A política brasileira está em plena ebulição e, enquanto se multiplica o número de pessoas com fome que pegam restos de comida no lixo, todos os olhos estão voltados às próximas eleições presidenciais. Curiosamente, enquanto a cada dia se multiplica o número de pretendentes ao trono, vão se estreitando as possibilidades de vitória e a incerteza sobre o novo Brasil que pode emergir das urnas. Toda uma série de imponderáveis foram se cruzando nas últimas semanas e turvaram ainda mais as águas já agitadas dos candidatos à presidência.
Duas novidades recentes trouxeram novas incógnitas: a aparição na vida política do discutido e enigmático ex-juiz da Lava Jato, Sergio Moro, e a vitória em São Paulo de João Dória nas primárias do PSDB, o que o transforma em um candidato forte e ambicioso que irá agitar as águas políticas.
Enquanto cresce a caravana dos que pretendem disputar as eleições, os candidatos com força e possibilidade de vitória vão se estreitando. Nesse momento, se tivesse que explicar a um estrangeiro, diria que os candidatos hoje indiscutíveis com possibilidade de sucesso se reduzem aos dedos de uma mão, talvez menos.
E a disputa está se tornando cada dia mais estreita porque as pesquisas vão anunciando que a força de Bolsonaro à reeleição está desmoronando com uma aprovação a cada dia menor e um repúdio ainda maior ao seu Governo. Ao mesmo tempo, o único que se mantém firme como vencedor em todas as pesquisas é o ex-presidente Luiz Inácio Lula da Silva (PT), que poderia vencer até mesmo no primeiro turno. Sem contar que Lula, com a possível decisão de escolher o ex-governador paulista Geraldo Alckmin como seu vice, uma das figuras históricas do PSDB hoje em crise de identidade, se transforma ao mesmo tempo em um candidato do centro, tranquilizando os que ainda o veem como amigo das ditaduras de esquerda.
Tudo isso sem contar a chegada, que assusta a todos, do ex-juiz Moro. Ele aparece, como na história do deus Jano dos romanos, o das duas caras e duas portas, como um duplo de Bolsonaro na substância, ainda que totalmente diferente na forma, o que poderia fazer com que ficasse com os órfãos do bolsonarismo menos fanático, incluindo o mundo empresarial cansado do modo tosco de governar do ex-capitão.

Linhas selecionadas
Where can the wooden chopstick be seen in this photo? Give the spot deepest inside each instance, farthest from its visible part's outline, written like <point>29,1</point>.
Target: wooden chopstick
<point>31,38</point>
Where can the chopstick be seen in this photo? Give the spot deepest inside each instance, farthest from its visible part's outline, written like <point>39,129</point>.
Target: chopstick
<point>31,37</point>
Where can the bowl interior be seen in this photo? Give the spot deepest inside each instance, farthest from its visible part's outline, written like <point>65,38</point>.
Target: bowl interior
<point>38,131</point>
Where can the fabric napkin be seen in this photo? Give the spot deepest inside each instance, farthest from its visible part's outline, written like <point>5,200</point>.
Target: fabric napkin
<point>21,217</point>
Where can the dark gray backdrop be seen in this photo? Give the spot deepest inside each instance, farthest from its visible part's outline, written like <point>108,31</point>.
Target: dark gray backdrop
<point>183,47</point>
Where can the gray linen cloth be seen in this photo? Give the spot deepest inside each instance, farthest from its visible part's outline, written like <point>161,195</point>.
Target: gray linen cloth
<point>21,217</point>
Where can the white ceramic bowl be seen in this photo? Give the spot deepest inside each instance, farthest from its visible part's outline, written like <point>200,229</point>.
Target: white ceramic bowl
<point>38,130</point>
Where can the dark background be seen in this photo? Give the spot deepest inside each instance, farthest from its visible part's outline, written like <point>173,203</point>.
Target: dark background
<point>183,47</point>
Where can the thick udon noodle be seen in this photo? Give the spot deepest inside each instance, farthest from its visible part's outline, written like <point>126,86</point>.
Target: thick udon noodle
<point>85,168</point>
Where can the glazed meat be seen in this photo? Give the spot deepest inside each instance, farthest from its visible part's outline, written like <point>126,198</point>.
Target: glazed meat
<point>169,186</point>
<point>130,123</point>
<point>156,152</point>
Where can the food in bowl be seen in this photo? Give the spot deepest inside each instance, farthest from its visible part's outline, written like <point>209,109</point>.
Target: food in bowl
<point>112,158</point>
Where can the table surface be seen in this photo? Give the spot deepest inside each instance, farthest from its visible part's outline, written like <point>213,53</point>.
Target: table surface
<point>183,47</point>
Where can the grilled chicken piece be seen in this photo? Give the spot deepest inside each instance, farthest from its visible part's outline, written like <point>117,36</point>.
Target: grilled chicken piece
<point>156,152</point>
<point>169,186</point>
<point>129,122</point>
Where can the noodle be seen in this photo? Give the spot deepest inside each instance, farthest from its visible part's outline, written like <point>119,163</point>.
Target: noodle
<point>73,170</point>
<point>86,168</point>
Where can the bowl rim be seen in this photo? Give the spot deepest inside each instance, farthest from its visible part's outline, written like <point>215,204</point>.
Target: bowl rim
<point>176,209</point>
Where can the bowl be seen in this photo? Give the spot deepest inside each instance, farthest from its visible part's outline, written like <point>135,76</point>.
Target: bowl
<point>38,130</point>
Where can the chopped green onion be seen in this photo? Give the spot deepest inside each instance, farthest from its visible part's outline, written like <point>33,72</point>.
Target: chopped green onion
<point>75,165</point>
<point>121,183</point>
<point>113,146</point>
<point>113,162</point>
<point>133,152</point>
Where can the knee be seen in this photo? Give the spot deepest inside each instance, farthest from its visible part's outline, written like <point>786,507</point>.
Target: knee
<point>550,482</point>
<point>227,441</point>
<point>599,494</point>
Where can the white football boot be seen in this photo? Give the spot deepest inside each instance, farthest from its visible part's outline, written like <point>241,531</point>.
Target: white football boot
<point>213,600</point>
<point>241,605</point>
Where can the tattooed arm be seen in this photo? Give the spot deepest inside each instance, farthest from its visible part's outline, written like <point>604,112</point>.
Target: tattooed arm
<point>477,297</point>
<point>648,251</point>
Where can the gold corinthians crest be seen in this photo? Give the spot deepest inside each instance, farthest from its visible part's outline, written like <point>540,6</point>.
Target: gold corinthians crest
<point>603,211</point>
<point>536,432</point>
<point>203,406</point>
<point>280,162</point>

Tarefa proposta 1
Indique, com sim ou não, se cada afirmação concorda com o texto sobre a disputa presidencial, citando literalmente as palavras do texto que decidem cada caso: (a) Lula poderia vencer já no primeiro turno; (b) João Dória venceu as primárias do PSDB no Rio de Janeiro; (c) a aprovação de Bolsonaro vem aumentando.
Tarefa proposta 2
Reproduza, sem qualquer alteração, o trecho das linhas selecionadas que começa na primeira delas e termina na linha que contém "<point>38,131</point>", incluindo as duas extremidades.
O texto e as linhas selecionadas não guardam relação entre si.

Resposta à tarefa 1
(a) Sim: "que poderia vencer até mesmo no primeiro turno".
(b) Não: "a vitória em São Paulo de João Dória nas primárias do PSDB".
(c) Não: "com uma aprovação a cada dia menor".

Resposta à tarefa 2
Where can the wooden chopstick be seen in this photo? Give the spot deepest inside each instance, farthest from its visible part's outline, written like <point>29,1</point>.
Target: wooden chopstick
<point>31,38</point>
Where can the chopstick be seen in this photo? Give the spot deepest inside each instance, farthest from its visible part's outline, written like <point>39,129</point>.
Target: chopstick
<point>31,37</point>
Where can the bowl interior be seen in this photo? Give the spot deepest inside each instance, farthest from its visible part's outline, written like <point>65,38</point>.
Target: bowl interior
<point>38,131</point>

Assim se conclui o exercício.